- Petunjuk
(a) Tentukan apakah setiap pernyataan berikut sesuai dengan teks tentang proyek kereta cepat: (i) Jepang menawarkan skema government-to-government; (ii) pinjaman China Development Bank mencakup 75% dari total biaya proyek; (iii) konstruksi dimulai pada tahun 2016. Jawab ya atau tidak untuk masing-masing, lalu kutip kata-kata teks yang menjadi dasarnya.
(b) Tuliskan kembali bagian teks tentang proyek kereta cepat, mulai dari kata-kata "Keputusan politik: Pemerintahan" dan berakhir pada kata-kata "terkendala pembebasan lahan.".

TEROPONGSENAYAN.COM - Jakarta,
Awal rencana: Indonesia merancang proyek kereta cepat sebagai bagian modernisasi transportasi massal.
Kontestasi Jepang vs Tiongkok: Jepang menawarkan skema government-to-government dengan studi kelayakan detail dan dukungan pinjaman berbunga rendah.
Keputusan politik: Pemerintahan Jokowi memilih Tiongkok karena menawarkan skema B2B tanpa jaminan APBN.
Catatan investigatif: Pada titik ini, due diligence independen diabaikan—lebih banyak pertimbangan geopolitik daripada finansial.
2016 – Penandatanganan Perjanjian Pinjaman
China Development Bank (CDB) menyepakati pinjaman besar dengan porsi 75% dari total biaya proyek.
Konsorsium KCIC dibentuk: gabungan BUMN Indonesia (KAI, Wijaya Karya, dll.) dengan China Railway International.
Permasalahan awal: Dokumen pinjaman tidak transparan, klausul teknis dan risiko fiskal tidak diumumkan ke publik maupun DPR.
Catatan investigatif: Due diligence finansial minim. Proyeksi penumpang harian dibuat terlalu optimistis tanpa sensitivitas realistis terhadap daya beli masyarakat.
2017–2019 – Konstruksi dan Biaya Membengkak
Groundbreaking 2017: Konstruksi dimulai, namun terkendala pembebasan lahan.
Biaya membengkak (cost overrun): dari estimasi awal USD 6 miliar naik signifikan.
Utang bertambah: KCIC harus kembali bernegosiasi dengan CDB.

- Informasi Hasil Ekstraksi
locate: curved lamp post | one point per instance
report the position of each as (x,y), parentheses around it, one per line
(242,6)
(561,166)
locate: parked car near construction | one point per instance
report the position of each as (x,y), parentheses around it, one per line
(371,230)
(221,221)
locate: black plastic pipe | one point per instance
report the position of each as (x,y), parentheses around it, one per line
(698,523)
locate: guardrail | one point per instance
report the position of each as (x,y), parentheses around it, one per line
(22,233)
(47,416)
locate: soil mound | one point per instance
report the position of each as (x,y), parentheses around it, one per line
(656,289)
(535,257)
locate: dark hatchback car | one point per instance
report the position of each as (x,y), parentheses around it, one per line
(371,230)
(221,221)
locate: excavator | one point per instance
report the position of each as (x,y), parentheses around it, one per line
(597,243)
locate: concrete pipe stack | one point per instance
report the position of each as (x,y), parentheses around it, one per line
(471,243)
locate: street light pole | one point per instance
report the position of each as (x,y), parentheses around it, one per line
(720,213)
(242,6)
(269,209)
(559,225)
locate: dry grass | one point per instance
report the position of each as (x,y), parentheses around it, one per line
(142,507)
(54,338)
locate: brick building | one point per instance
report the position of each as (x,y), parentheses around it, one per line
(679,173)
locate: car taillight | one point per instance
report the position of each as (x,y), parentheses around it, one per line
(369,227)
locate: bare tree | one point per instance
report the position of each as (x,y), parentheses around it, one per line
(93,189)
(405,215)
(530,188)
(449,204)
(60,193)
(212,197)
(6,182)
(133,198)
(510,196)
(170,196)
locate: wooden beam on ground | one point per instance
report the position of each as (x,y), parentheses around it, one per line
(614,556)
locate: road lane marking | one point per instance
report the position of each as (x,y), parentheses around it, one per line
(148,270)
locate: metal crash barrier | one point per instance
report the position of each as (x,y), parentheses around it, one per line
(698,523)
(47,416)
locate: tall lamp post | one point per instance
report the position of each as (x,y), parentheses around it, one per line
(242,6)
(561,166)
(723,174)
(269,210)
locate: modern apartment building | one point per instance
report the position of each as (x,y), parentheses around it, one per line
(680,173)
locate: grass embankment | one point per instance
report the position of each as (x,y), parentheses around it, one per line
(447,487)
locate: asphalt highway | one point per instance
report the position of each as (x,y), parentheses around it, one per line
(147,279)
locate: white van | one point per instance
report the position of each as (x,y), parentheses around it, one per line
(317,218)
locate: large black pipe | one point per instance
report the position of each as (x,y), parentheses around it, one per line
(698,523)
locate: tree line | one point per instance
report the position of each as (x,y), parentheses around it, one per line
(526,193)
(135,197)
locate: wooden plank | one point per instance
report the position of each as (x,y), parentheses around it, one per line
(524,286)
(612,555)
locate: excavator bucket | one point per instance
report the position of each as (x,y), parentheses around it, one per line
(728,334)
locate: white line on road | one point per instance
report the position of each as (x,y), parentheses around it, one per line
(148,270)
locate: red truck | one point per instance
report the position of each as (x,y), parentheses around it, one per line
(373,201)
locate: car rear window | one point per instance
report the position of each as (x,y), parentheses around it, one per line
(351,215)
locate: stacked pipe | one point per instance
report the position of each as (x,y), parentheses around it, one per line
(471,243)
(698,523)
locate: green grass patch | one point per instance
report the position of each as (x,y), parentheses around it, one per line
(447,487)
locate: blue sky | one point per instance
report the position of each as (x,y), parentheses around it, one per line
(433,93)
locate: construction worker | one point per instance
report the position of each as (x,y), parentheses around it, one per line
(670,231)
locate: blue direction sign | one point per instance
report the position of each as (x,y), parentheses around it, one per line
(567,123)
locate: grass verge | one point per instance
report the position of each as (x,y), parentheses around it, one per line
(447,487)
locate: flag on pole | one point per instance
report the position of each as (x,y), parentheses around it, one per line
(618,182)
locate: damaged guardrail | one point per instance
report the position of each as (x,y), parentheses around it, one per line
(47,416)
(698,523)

- Jawaban Tiap Tugas
(a)
(i) Ya: "Jepang menawarkan skema government-to-government dengan studi kelayakan detail dan dukungan pinjaman berbunga rendah."
(ii) Ya: "China Development Bank (CDB) menyepakati pinjaman besar dengan porsi 75% dari total biaya proyek."
(iii) Tidak: "Groundbreaking 2017: Konstruksi dimulai, namun terkendala pembebasan lahan."

(b)
Keputusan politik: Pemerintahan Jokowi memilih Tiongkok karena menawarkan skema B2B tanpa jaminan APBN.
Catatan investigatif: Pada titik ini, due diligence independen diabaikan—lebih banyak pertimbangan geopolitik daripada finansial.
2016 – Penandatanganan Perjanjian Pinjaman
China Development Bank (CDB) menyepakati pinjaman besar dengan porsi 75% dari total biaya proyek.
Konsorsium KCIC dibentuk: gabungan BUMN Indonesia (KAI, Wijaya Karya, dll.) dengan China Railway International.
Permasalahan awal: Dokumen pinjaman tidak transparan, klausul teknis dan risiko fiskal tidak diumumkan ke publik maupun DPR.
Catatan investigatif: Due diligence finansial minim. Proyeksi penumpang harian dibuat terlalu optimistis tanpa sensitivitas realistis terhadap daya beli masyarakat.
2017–2019 – Konstruksi dan Biaya Membengkak
Groundbreaking 2017: Konstruksi dimulai, namun terkendala pembebasan lahan.